= ENUNCIADO A =
No texto sobre a LGPD, reescreva o trecho que vai de "- O primeiro" até "de Dados ⁷.", inclusive, substituindo "Controlador" por "Responsável".
= ENUNCIADO B =
Reescreva em forma de lista o parágrafo do texto sobre a LGPD que começa com "A LGPD busca equilibrar", mantendo os fatos principais.
= ENUNCIADO C =
Dê continuidade ao texto sobre a LGPD, escrevendo o trecho que vem logo após a última frase.

O Brasil já dispunha de leis que protegiam os Dados, mesmo que de maneira implícita, como é o caso do artigo 5º, inciso XII, Constituição Federal 1988 que diz: “É inviolável o sigilo da correspondência e das comunicações telegráficas, de dados e das comunicações telefônicas, salvo, no último caso, por ordem judicial, nas hipóteses e na forma que a lei estabelecer para fins de investigação criminal ou instrução processual penal”; mas foi com o advento da Lei nº 13.709, de 14 de agosto de 2018, a Lei Geral de Proteção de Dados (LGPD)² que os Dados passou a ser contemplado explicitamente como bem jurídico tutelado pelo Estado. A referida lei esteve na pauta do legislativo brasileiro por mais de uma década, mas após a promulgação da General Data Protection Regulation (GDPR) ³ da União Europeia e casos como da Cambridge Analytica⁴ e Edward Snowden⁵ foi que a LGPD finalmente foi votada e sancionada, entrando em vigor em 01 de agosto de 2021 sendo hoje a Lei que rege as diretrizes sobre Dados no Brasil.

A LGPD busca equilibrar privacidade com desenvolvimento econômico. Desta forma toda pessoa jurídica ou física, nomeado pela LGPD de Controlador, que precisa ou deseja manipular dados, deverá se adequar as regras da LGPD, regras essas que se descumpridas acarretam desde advertência até a suspensão total das atividades relacionadas ao tratamento dos Dados, passando por multas e publicização da infração. Essa adequação preferencialmente deve ser implementada na concepção da aplicação, quando não, deve ser implementada o quanto antes a fim de se evitar qualquer descumprimento legal. O processo de adequação poderá ser complexo ou simples a depender do porte do Controlador, em todos os casos é aconselhável que se siga alguns passos para otimizar o processo⁶.

 

- O primeiro passo da adequação é a conscientização da equipe, o Controlador deve promover e incentivar uma cultura de respeito à privacidade da pessoa a quem se refere os dados objetos de tratamento, pessoa essa nomeada pela LGPD como Titular. Tal cultura é necessária pois, uma vez internalizada, todo o processo de adequação e posterior gestão se dará de maneira natural e dinâmica. Busca de informação e investimento em capacitação de funcionários e colaboradores refletirá diretamente na formação da cultura de Proteção de Dados ⁷.

= DADOS FORNECIDOS =
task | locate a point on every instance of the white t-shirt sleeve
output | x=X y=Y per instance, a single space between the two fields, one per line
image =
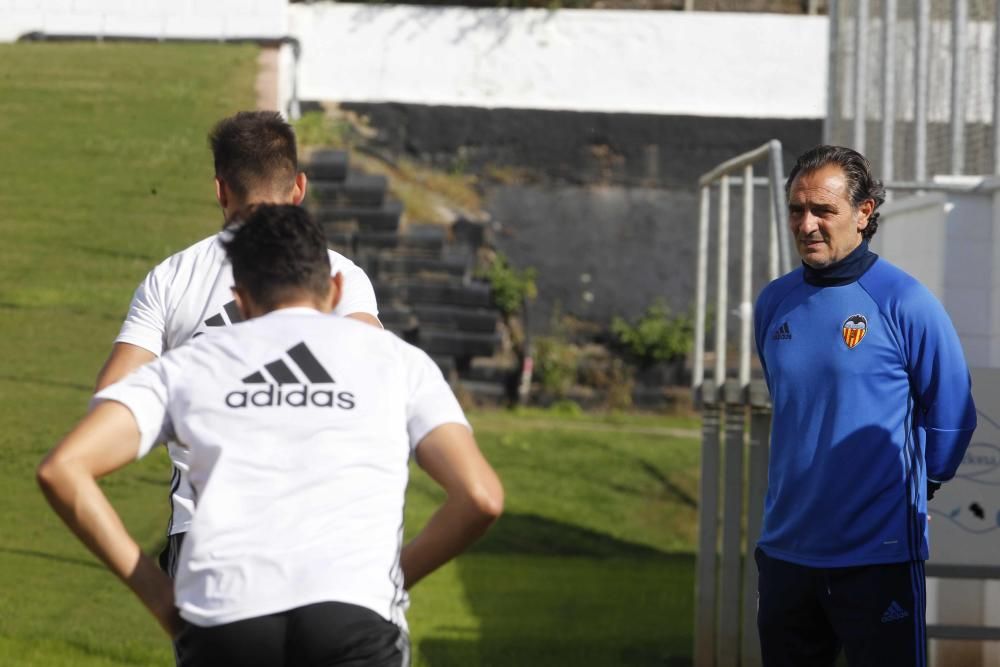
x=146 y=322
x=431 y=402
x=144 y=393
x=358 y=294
--
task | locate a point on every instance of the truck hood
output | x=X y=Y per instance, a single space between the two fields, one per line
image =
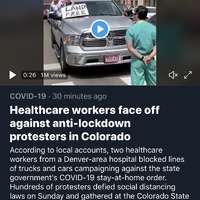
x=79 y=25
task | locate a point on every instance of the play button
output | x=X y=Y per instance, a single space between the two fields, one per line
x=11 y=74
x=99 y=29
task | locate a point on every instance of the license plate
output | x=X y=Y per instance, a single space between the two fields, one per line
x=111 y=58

= RESPOSTA A =
- O primeiro passo da adequação é a conscientização da equipe, o Responsável deve promover e incentivar uma cultura de respeito à privacidade da pessoa a quem se refere os dados objetos de tratamento, pessoa essa nomeada pela LGPD como Titular. Tal cultura é necessária pois, uma vez internalizada, todo o processo de adequação e posterior gestão se dará de maneira natural e dinâmica. Busca de informação e investimento em capacitação de funcionários e colaboradores refletirá diretamente na formação da cultura de Proteção de Dados ⁷.

= RESPOSTA B =
- A LGPD busca equilibrar privacidade e desenvolvimento econômico.
- Toda pessoa física ou jurídica que precisa ou deseja manipular dados deve se adequar às regras da LGPD. A lei chama essa pessoa de Controlador.
- O descumprimento pode acarretar advertência, multas, publicização da infração e até a suspensão total das atividades de tratamento dos Dados.
- A adequação deve ser implementada de preferência na concepção da aplicação. Caso isso não ocorra, deve ser feita o quanto antes.
- O processo pode ser complexo ou simples, conforme o porte do Controlador. Em todos os casos, é aconselhável seguir alguns passos para otimizá-lo.

= RESPOSTA C =
 

- O segundo passo será a formação de um comitê multidisciplinar de adequação à LGPD. Esse comitê deverá ser formado por membros com conhecimentos na própria Lei de Proteção de Dados, conhecimentos nas tecnologias usadas para o tratamento de dados e conhecimentos do negócio no qual a aplicação está sendo adequada. Para a formação desse comitê é importante destacar os atores elencados pela LGPD, além do Titular e Controlador a Lei também conceitua em seu artigo 5º a figura do Operador e do Encarregado.

 

 Art. 5º ...

V - Titular: pessoa natural a quem se referem os dados pessoais que são objeto de tratamento;

VI - Controlador: pessoa natural ou jurídica, de direito público ou privado, a quem competem as decisões referentes ao tratamento de dados pessoais;

VII - Operador: pessoa natural ou jurídica, de direito público ou privado, que realiza o tratamento de dados pessoais em nome do controlador;

VIII - Encarregado: pessoa indicada pelo controlador e operador para atuar como canal de comunicação entre o controlador, os titulares dos dados e a Autoridade Nacional de Proteção de Dados (ANPD); 

 

           Não há impedimentos para as funções de Operador e Encarregado serem acumuladas em um mesmo agente, sendo inclusive a escolha mais comum. Esse agente necessariamente deverá estar ciente de todo o processo de tratamento de Dados realizado pelo Controlador, desde a coleta até a eliminação passando por todos os níveis de manipulação. Deverá ser um profundo conhecedor da LGPD, seus princípios, fundamentos e legislações relacionadas, além de ter habilidades em comunicação e elevado senso de ética. Nomeado de DPO, do inglês Data Protection Officer (Encarregado de Proteção de Dados), o profissional nessa função atuará durante todo o ciclo de vida da aplicação orientando o Controlador sobre os requisitos a serem atendidos, atuando na defesa dos interesses do negócio e concretizando os direitos dos Titulares ⁸.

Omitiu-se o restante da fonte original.